# START OF DATA FOR THIS TASK
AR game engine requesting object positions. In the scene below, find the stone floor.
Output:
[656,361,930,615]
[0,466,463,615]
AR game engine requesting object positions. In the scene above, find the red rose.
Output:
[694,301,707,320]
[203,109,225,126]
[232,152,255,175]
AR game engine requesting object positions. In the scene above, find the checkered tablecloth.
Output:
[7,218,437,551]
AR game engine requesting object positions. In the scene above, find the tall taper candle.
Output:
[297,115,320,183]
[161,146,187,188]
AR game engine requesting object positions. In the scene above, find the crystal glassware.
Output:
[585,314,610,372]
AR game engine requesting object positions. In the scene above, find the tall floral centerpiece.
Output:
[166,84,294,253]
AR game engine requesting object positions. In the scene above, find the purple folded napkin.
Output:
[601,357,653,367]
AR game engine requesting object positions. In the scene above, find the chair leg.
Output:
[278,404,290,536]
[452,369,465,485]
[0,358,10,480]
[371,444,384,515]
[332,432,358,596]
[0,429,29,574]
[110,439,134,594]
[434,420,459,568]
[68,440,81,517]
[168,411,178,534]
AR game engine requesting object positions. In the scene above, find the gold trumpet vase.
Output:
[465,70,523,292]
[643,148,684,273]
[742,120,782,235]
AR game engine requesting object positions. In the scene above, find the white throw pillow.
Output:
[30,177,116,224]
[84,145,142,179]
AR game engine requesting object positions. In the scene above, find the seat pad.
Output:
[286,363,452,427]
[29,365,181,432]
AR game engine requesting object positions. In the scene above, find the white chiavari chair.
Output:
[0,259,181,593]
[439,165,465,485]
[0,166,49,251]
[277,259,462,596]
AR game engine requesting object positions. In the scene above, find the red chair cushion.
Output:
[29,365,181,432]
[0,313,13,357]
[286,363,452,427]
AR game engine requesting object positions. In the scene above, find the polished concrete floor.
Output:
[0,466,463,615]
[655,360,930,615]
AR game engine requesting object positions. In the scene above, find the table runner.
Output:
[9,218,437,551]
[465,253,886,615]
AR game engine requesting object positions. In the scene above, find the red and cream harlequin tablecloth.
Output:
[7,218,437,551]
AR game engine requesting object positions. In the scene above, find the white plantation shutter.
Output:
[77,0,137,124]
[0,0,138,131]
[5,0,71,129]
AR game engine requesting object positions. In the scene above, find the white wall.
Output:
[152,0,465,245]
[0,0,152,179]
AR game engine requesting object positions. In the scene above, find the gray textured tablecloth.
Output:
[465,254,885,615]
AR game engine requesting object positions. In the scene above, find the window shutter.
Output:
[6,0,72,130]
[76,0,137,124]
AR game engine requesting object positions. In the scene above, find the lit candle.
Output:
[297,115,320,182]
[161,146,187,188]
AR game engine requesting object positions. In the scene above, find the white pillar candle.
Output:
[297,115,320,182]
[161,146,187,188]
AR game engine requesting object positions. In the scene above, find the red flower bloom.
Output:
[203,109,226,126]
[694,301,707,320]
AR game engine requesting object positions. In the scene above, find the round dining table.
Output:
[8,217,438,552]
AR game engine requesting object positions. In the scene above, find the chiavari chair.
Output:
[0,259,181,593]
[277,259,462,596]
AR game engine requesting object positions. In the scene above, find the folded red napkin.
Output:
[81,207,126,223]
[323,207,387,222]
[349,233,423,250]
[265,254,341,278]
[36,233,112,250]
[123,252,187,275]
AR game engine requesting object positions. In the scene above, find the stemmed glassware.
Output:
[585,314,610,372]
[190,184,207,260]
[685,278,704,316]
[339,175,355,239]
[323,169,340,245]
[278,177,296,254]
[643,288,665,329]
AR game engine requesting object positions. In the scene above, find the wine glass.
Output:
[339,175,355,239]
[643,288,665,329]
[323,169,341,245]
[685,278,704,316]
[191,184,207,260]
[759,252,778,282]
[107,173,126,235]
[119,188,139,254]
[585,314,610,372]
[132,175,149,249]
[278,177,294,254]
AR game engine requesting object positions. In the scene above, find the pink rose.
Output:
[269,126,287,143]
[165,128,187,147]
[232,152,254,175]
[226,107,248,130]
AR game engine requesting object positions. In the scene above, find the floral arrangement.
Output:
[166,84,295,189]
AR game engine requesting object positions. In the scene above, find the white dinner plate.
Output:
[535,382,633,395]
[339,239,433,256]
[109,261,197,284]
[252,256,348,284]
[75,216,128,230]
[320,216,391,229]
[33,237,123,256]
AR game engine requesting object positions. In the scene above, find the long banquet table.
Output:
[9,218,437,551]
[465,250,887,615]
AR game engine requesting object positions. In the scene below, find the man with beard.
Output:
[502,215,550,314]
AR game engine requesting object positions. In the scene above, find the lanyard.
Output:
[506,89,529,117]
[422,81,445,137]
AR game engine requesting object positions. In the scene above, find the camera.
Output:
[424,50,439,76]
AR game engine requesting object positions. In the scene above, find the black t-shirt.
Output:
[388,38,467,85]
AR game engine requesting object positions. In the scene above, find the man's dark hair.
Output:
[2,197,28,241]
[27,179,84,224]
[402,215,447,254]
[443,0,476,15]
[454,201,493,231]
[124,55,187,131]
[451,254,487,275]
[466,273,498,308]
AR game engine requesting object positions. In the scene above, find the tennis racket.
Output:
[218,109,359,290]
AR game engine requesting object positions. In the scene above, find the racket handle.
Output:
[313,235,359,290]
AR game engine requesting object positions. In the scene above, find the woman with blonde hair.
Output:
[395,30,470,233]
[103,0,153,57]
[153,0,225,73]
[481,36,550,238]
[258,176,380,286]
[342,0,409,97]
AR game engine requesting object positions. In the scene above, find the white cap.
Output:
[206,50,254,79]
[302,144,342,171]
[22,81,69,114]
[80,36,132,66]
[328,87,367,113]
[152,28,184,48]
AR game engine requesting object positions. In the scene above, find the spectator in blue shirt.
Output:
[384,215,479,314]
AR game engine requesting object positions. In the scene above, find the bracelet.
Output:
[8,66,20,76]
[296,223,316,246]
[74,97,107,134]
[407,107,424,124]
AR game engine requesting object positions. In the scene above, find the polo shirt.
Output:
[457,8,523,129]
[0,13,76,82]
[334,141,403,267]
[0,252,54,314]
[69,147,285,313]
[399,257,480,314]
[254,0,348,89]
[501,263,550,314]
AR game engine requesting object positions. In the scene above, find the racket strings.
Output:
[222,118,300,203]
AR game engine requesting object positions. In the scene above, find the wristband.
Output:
# END OF DATA FOR THIS TASK
#### [TASK TO CARRY OUT]
How many of the lines above contain the word "below"? Reply with the number only.

#### [REPLY TO THE EXERCISE]
2